======== Records to process ========
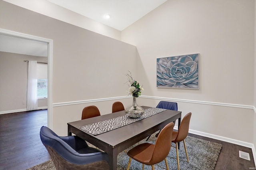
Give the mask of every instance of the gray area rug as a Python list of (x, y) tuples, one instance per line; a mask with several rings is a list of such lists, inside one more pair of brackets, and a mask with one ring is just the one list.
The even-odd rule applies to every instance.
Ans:
[[(151, 135), (148, 142), (154, 143), (156, 139), (154, 134), (155, 134)], [(146, 139), (140, 142), (140, 143), (145, 142)], [(183, 142), (182, 142), (180, 143), (180, 148), (179, 150), (180, 168), (181, 170), (214, 170), (221, 150), (221, 144), (189, 136), (186, 138), (185, 141), (188, 150), (189, 162), (187, 162), (184, 145)], [(138, 143), (128, 148), (127, 150), (138, 144)], [(124, 151), (118, 154), (118, 170), (126, 170), (129, 160), (129, 156)], [(167, 156), (167, 160), (170, 169), (178, 169), (176, 149), (174, 143), (172, 144), (172, 148)], [(142, 164), (132, 160), (130, 170), (141, 169)], [(151, 166), (145, 165), (144, 169), (151, 170)], [(164, 160), (155, 165), (156, 170), (164, 169), (166, 169), (166, 167)], [(56, 169), (52, 160), (50, 160), (28, 170), (55, 170)]]

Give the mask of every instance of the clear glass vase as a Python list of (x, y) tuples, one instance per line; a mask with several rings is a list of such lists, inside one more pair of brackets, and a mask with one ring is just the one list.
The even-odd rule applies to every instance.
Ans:
[(144, 109), (139, 106), (136, 103), (136, 98), (133, 97), (132, 105), (125, 109), (125, 113), (132, 118), (138, 118), (144, 113)]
========
## Do this
Rewrite the records above as a two-column CSV with the columns request and answer, giving one row per request, with each field quoted and line breaks replaced by spaces. Omit the pictures.

## Answer to this problem
request,answer
"Give the mask of every instance of the gray area rug as a Python list of (x, y) tuples, one instance per line; a mask with several rings is a list of such lists, inside one more pair of brackets, and a mask with one ring is just the one list. The even-odd rule applies to every instance. Ans:","[[(151, 135), (148, 142), (154, 143), (156, 139), (154, 134), (155, 134)], [(146, 139), (140, 142), (140, 143), (145, 142)], [(183, 142), (182, 142), (180, 143), (180, 148), (179, 150), (180, 168), (181, 170), (214, 170), (221, 150), (221, 144), (189, 136), (186, 138), (185, 141), (188, 150), (189, 162), (187, 162), (184, 145)], [(138, 143), (128, 148), (127, 150), (138, 144)], [(124, 151), (118, 154), (118, 170), (126, 170), (129, 160), (129, 156)], [(167, 156), (167, 160), (170, 169), (178, 169), (176, 149), (174, 143), (172, 144), (172, 148)], [(142, 164), (132, 160), (130, 170), (141, 169)], [(151, 166), (145, 165), (144, 169), (151, 170)], [(164, 160), (155, 165), (156, 170), (164, 169), (166, 169), (166, 167)], [(56, 169), (52, 160), (50, 160), (28, 170), (55, 170)]]"
"Give the mask of every instance of the clear glass vase as a Python list of (x, y) tuples, one instance per line; a mask with several rings is a list of such lists, inside one more pair of brackets, and a mask with one ring is just the one list. The even-odd rule applies to every instance. Ans:","[(144, 109), (139, 106), (136, 103), (136, 98), (133, 97), (132, 105), (125, 109), (125, 113), (132, 118), (138, 118), (144, 113)]"